→ **Your goal**:
Return nothing but the lines from the line containing "Reviewer note: every instance of the wooden door" through the last line of the records, reproduced exactly.
-- -- --
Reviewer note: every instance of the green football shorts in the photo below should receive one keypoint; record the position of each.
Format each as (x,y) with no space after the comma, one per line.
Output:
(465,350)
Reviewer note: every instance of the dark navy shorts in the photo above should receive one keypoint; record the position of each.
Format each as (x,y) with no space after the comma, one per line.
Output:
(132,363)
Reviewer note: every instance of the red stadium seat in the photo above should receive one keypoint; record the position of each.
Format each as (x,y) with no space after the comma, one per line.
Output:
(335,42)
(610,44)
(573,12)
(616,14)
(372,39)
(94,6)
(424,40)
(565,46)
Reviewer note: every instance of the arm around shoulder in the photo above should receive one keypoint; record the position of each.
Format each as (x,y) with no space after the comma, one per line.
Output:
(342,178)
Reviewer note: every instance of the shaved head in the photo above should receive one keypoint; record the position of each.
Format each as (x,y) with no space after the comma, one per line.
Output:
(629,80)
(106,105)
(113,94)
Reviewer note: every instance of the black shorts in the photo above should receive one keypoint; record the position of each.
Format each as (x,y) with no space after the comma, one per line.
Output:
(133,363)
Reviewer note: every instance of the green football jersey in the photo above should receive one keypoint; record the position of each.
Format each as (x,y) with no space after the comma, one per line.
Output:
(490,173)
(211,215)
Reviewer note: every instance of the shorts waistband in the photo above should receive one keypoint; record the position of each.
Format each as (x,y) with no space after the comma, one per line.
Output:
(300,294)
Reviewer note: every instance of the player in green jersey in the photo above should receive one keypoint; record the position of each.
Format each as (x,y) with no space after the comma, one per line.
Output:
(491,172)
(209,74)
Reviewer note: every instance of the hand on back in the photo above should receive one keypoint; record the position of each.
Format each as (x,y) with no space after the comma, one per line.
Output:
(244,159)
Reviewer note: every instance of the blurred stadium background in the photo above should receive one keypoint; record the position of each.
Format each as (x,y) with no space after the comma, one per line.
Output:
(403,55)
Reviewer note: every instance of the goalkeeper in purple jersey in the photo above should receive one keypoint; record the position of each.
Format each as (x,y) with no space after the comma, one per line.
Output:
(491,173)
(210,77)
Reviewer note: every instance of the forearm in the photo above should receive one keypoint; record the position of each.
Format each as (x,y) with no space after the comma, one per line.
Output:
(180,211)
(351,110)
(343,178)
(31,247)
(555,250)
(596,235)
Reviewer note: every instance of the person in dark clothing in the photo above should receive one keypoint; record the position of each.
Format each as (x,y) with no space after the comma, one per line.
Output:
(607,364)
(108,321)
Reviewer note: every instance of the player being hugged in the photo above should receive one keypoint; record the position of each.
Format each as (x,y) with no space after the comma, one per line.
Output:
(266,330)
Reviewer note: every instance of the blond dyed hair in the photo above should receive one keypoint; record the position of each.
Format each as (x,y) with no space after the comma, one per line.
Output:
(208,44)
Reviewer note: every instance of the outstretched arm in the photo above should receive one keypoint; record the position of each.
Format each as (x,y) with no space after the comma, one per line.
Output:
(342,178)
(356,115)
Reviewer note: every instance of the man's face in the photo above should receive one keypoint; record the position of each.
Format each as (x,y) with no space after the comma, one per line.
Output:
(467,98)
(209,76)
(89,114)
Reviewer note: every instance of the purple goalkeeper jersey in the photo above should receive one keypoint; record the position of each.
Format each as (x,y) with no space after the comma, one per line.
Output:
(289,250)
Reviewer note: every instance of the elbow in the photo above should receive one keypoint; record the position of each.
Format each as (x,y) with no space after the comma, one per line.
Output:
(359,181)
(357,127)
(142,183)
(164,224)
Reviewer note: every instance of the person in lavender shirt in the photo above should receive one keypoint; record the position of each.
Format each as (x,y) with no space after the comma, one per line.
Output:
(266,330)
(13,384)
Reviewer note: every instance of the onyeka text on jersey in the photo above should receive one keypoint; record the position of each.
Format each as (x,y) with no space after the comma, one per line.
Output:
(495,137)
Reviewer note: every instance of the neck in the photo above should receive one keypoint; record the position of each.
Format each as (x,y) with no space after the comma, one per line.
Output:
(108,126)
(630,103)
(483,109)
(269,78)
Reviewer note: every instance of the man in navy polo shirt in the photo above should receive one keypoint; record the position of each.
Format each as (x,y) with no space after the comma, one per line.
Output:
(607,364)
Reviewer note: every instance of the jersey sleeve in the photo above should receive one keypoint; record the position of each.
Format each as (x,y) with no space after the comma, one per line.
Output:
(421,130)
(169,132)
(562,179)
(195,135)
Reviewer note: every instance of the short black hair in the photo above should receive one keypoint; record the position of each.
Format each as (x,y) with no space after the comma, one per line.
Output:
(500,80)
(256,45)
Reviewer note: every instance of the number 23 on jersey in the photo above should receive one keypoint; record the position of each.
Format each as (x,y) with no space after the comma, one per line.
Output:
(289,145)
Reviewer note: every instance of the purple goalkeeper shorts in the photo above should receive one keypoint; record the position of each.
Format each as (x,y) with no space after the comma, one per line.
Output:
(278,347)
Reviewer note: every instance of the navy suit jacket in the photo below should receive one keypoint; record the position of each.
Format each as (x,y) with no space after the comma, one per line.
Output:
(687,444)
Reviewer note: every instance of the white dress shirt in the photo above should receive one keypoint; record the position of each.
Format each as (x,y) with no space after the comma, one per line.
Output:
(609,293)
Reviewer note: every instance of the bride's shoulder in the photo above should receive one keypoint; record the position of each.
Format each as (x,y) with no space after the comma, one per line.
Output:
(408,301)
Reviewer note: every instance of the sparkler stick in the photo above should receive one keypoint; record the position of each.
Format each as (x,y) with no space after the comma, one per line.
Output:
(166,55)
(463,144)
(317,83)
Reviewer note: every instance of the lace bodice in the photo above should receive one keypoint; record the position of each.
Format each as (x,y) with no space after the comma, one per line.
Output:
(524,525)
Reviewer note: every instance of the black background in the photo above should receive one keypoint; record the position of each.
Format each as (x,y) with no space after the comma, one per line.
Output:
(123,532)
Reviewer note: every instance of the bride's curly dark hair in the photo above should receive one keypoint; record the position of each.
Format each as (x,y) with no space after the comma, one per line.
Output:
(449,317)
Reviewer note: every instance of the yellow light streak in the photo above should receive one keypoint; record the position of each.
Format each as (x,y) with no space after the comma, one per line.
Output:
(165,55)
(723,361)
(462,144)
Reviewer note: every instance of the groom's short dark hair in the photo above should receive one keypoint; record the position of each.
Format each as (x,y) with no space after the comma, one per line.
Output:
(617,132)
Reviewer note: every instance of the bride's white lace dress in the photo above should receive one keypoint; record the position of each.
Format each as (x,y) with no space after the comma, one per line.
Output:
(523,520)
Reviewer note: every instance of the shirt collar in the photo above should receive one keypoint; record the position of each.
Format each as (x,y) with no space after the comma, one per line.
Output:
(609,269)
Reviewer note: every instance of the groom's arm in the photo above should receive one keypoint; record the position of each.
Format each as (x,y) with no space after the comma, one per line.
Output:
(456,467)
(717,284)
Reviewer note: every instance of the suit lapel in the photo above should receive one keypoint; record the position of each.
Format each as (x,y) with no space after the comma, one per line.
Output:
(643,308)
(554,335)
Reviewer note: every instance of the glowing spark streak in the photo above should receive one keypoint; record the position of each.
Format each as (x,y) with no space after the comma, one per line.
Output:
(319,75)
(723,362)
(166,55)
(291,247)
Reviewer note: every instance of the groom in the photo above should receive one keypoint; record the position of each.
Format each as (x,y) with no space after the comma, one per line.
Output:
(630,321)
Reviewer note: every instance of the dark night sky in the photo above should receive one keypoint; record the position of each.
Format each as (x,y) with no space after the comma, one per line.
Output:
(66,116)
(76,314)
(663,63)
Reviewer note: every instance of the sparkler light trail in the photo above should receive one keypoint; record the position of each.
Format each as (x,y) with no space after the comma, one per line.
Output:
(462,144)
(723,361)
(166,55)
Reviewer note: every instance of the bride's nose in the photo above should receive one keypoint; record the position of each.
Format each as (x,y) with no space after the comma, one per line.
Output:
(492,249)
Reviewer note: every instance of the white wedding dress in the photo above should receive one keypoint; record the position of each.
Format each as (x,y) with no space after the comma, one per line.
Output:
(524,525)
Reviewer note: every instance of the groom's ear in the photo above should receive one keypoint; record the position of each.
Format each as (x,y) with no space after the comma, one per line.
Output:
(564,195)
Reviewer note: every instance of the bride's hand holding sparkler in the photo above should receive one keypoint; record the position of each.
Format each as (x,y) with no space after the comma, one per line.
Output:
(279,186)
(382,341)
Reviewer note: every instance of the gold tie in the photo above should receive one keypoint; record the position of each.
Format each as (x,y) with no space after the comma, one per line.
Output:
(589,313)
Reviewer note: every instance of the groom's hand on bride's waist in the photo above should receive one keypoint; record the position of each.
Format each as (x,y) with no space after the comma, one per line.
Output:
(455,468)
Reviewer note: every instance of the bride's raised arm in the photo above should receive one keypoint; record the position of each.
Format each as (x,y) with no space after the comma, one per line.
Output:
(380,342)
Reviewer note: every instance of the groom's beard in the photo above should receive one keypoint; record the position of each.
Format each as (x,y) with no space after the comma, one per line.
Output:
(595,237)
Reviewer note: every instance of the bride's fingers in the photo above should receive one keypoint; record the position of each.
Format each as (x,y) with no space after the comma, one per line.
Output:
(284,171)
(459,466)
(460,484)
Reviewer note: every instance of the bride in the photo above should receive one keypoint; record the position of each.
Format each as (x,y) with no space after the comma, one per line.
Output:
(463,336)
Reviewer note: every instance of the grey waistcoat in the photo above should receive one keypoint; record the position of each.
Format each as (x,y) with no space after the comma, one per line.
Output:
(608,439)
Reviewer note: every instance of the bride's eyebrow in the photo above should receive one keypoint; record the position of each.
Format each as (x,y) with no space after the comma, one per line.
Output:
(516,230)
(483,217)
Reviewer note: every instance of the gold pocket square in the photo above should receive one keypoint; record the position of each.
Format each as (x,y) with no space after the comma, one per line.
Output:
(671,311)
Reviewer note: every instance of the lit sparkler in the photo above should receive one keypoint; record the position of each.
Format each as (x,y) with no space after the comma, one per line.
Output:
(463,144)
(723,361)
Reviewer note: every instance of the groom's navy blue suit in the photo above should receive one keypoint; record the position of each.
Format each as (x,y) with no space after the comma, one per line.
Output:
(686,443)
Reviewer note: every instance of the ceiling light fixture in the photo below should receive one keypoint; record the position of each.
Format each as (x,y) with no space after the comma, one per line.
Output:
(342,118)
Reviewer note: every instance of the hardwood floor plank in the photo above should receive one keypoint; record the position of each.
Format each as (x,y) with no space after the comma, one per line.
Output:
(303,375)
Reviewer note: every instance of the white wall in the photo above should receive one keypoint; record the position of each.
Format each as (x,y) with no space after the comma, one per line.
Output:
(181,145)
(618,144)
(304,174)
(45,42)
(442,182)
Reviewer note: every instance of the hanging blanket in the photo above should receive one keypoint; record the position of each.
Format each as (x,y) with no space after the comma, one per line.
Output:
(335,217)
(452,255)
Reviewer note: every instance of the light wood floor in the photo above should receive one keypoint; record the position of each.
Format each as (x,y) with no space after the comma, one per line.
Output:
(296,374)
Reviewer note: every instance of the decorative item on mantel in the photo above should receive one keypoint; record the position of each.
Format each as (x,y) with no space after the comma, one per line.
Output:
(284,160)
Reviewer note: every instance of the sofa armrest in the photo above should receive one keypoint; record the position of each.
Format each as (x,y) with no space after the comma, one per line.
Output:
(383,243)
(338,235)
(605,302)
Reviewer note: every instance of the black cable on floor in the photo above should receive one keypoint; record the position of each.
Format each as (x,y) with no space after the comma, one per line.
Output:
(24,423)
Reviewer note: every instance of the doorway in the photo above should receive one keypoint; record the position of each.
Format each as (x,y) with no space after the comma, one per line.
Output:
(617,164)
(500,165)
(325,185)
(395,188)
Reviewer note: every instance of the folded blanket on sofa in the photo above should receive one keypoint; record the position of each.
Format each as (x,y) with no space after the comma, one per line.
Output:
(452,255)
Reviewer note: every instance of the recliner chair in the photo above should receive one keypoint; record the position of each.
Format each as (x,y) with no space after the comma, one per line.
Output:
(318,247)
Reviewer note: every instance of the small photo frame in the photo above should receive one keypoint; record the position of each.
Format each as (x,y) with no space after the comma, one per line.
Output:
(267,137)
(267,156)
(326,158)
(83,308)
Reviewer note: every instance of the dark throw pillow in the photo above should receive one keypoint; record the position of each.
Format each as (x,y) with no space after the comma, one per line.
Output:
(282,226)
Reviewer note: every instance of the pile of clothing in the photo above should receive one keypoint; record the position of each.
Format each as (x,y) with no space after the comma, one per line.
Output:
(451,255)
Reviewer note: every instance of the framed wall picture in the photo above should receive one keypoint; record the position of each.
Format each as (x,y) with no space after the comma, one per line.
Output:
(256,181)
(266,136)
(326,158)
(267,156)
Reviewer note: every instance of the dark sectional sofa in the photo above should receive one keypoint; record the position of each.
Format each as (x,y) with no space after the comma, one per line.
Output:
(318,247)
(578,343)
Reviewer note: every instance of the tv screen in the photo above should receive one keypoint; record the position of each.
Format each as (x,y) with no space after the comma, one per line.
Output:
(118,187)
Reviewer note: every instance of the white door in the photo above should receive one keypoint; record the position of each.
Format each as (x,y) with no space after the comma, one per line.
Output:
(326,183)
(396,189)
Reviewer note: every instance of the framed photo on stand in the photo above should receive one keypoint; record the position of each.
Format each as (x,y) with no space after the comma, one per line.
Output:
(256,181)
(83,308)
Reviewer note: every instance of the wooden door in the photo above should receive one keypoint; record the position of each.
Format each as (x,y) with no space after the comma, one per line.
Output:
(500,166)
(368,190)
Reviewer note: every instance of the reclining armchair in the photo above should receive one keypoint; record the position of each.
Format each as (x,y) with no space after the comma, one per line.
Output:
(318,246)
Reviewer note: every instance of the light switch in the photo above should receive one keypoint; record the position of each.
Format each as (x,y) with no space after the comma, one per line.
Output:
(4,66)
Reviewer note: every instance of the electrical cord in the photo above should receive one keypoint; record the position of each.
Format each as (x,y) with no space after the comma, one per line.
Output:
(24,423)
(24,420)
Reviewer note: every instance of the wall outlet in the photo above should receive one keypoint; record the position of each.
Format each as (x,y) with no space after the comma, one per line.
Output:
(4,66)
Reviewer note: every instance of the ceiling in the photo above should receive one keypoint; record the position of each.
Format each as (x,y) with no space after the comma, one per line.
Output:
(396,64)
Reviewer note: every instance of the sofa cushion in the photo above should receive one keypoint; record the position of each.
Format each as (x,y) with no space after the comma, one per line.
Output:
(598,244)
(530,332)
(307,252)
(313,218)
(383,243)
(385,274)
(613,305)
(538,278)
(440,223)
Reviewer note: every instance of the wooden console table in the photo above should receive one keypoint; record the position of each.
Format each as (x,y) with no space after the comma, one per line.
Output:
-- -- --
→ **Solved problem**:
Reviewer note: every instance of the wooden door in the photo above should receive one keypoint; record the position of each.
Format each as (x,y) with no space after the comma, one per line.
Output:
(500,166)
(368,190)
Reviewer note: every instance of the reclining armchair in the photo above should receive one keypoint; record the position of each.
Format each as (x,y) with no space after the comma, one per line.
Output:
(318,246)
Reviewer note: every instance of the light switch in the photo above should receive one keypoint; record the position of each.
Format each as (x,y) with no space after the comma, one per line.
Output:
(4,66)
Reviewer note: every instance of the electrical cord in the photo above should receive one keypoint; record the position of each.
Format each as (x,y) with no space after the comma, one per line.
Output:
(24,423)
(24,420)
Reviewer note: every instance of the wall outlet in the photo above should receive one keypoint; record the position of each.
Format each as (x,y) with no space after the comma, one per line.
Output:
(4,66)
Reviewer note: every instance of the ceiling in the photo above should receive one keypoint; record the position of each.
Format each as (x,y) with no space after the comma, one per line.
Output:
(396,64)
Reviewer note: every instance of the sofa cushion in the photo above should receive one keypoint; record the position of each.
Format each as (x,y) with no space after the comma, one per line.
Output:
(598,244)
(530,332)
(307,252)
(313,218)
(383,243)
(385,274)
(613,305)
(538,278)
(440,223)
Reviewer note: every instance of the wooden console table in the photo above should receive one keypoint; record the position of each.
Format each as (x,y) with no space after the comma, one per line.
Output:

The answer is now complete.